**** LISTED RECORDS ****
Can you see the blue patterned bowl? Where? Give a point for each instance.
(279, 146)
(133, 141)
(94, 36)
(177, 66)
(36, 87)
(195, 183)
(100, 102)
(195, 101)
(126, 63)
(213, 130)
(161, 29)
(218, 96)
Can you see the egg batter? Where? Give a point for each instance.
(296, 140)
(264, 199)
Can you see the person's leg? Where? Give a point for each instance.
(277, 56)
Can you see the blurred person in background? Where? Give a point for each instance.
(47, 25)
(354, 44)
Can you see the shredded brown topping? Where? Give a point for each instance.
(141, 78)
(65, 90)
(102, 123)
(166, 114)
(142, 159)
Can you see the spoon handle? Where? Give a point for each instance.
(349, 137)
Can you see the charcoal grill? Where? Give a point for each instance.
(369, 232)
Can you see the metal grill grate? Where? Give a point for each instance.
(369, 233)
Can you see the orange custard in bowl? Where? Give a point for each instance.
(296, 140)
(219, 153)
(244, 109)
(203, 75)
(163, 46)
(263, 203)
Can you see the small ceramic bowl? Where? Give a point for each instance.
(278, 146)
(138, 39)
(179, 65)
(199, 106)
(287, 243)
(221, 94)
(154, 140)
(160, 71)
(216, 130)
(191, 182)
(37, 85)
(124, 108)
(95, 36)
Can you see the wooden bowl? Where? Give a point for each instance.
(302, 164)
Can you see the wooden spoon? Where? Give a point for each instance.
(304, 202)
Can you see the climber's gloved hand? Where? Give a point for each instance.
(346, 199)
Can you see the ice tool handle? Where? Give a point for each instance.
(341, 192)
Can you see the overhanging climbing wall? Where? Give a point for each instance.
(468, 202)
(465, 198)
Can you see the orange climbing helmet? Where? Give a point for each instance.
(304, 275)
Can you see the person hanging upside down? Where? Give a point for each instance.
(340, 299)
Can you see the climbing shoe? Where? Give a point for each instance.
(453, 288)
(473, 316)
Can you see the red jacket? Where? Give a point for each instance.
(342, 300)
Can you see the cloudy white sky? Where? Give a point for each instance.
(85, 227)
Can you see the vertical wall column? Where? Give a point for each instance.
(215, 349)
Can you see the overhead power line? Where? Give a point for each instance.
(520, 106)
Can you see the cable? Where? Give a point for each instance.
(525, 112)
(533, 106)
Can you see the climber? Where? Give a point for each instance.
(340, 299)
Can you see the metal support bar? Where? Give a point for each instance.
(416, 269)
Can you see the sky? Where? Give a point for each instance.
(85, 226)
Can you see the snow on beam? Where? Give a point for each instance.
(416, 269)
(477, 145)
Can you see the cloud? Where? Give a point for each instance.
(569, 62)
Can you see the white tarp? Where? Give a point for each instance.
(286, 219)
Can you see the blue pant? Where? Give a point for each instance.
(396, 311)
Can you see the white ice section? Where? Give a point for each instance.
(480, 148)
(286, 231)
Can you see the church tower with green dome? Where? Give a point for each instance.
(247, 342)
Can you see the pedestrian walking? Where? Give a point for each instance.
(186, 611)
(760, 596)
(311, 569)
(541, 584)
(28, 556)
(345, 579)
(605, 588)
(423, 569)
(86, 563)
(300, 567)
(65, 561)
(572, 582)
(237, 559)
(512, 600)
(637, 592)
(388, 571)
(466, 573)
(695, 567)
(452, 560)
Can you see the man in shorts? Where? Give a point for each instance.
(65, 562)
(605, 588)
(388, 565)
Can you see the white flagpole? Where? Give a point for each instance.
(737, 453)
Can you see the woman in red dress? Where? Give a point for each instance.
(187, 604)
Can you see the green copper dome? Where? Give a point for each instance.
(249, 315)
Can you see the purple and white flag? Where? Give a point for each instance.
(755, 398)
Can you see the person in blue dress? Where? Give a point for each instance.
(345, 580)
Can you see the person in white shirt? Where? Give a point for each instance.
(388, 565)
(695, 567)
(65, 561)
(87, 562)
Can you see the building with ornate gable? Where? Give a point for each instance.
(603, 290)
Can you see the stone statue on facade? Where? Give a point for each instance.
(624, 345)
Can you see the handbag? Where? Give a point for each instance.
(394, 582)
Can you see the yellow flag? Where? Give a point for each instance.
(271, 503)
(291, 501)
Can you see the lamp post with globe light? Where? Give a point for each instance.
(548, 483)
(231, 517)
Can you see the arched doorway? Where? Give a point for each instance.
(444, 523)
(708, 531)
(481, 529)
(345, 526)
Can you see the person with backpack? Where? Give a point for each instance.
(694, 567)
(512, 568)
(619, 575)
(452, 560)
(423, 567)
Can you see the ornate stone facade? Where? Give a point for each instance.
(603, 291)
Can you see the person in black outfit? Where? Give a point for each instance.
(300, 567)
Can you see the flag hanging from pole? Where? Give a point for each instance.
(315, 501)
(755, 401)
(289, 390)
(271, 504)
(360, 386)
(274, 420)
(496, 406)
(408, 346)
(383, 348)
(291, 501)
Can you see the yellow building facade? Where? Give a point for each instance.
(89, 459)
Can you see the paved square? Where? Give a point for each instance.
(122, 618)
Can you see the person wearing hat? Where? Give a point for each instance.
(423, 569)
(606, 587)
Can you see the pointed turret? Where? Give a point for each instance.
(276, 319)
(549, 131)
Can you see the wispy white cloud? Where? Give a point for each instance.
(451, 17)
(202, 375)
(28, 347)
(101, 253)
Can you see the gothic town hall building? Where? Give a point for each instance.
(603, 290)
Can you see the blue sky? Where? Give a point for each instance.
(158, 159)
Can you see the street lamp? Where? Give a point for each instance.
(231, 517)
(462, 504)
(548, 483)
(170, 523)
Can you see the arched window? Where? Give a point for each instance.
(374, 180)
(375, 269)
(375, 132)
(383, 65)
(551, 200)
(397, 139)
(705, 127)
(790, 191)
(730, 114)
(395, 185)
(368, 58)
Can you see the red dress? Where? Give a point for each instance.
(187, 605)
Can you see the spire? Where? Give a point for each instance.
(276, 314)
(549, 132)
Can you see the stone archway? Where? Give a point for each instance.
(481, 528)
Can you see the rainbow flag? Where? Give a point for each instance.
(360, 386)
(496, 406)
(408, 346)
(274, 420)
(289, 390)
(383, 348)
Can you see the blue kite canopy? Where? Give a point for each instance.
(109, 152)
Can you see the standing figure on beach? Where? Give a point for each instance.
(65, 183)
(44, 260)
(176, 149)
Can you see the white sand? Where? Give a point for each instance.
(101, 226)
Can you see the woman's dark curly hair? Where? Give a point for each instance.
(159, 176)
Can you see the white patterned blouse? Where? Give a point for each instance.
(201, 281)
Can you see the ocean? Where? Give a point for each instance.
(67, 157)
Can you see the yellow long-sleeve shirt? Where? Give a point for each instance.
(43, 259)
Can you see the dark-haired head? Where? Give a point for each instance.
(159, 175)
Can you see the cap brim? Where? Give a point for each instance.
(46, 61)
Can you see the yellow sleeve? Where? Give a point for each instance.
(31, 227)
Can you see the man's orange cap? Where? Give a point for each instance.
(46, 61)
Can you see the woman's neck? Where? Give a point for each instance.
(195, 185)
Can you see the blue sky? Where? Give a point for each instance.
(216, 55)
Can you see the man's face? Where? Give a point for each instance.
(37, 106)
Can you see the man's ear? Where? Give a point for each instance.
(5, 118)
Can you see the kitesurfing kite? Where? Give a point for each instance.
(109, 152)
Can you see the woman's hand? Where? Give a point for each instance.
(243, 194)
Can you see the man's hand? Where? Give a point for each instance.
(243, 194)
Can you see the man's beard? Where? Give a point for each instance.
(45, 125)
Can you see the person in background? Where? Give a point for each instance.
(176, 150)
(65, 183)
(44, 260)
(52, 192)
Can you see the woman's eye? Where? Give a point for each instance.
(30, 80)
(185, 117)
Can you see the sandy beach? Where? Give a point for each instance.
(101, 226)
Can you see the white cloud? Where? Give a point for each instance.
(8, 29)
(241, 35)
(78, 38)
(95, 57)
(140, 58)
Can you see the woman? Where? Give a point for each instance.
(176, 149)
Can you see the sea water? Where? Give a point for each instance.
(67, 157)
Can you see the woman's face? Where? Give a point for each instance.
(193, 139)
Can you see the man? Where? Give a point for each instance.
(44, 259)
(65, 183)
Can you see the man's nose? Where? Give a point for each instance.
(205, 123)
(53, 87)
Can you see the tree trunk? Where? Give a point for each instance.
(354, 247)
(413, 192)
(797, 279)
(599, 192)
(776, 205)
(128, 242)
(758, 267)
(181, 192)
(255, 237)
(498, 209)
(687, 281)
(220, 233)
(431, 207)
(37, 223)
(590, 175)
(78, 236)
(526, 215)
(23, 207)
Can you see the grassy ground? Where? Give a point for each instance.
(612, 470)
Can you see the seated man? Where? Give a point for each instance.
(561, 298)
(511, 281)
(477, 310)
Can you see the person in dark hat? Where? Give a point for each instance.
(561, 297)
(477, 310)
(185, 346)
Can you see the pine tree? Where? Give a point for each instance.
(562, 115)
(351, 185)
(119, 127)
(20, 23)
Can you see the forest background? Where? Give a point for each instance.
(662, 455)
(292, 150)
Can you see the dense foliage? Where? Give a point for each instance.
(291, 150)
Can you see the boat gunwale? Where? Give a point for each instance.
****
◆ **AIM**
Copy the lines of the records above word for word, from the line that contains "Can you see the seated" through the last line of the records. Include both the starting line and the final line.

◆ **WRITTEN RESPONSE**
Can you see the seated man? Where? Give a point for each instance.
(561, 298)
(511, 281)
(477, 310)
Can you see the person in dark hat? Where? Give a point for each instance.
(561, 297)
(477, 310)
(185, 346)
Can you see the pine tree? Where? Give a point for each instance.
(562, 115)
(351, 185)
(119, 127)
(20, 23)
Can you see the forest background? Where? Give a point for each instance.
(662, 455)
(292, 150)
Can you see the dense foliage? Where? Give a point for each instance.
(291, 150)
Can you see the boat gunwale? Where? Give a point for each instance.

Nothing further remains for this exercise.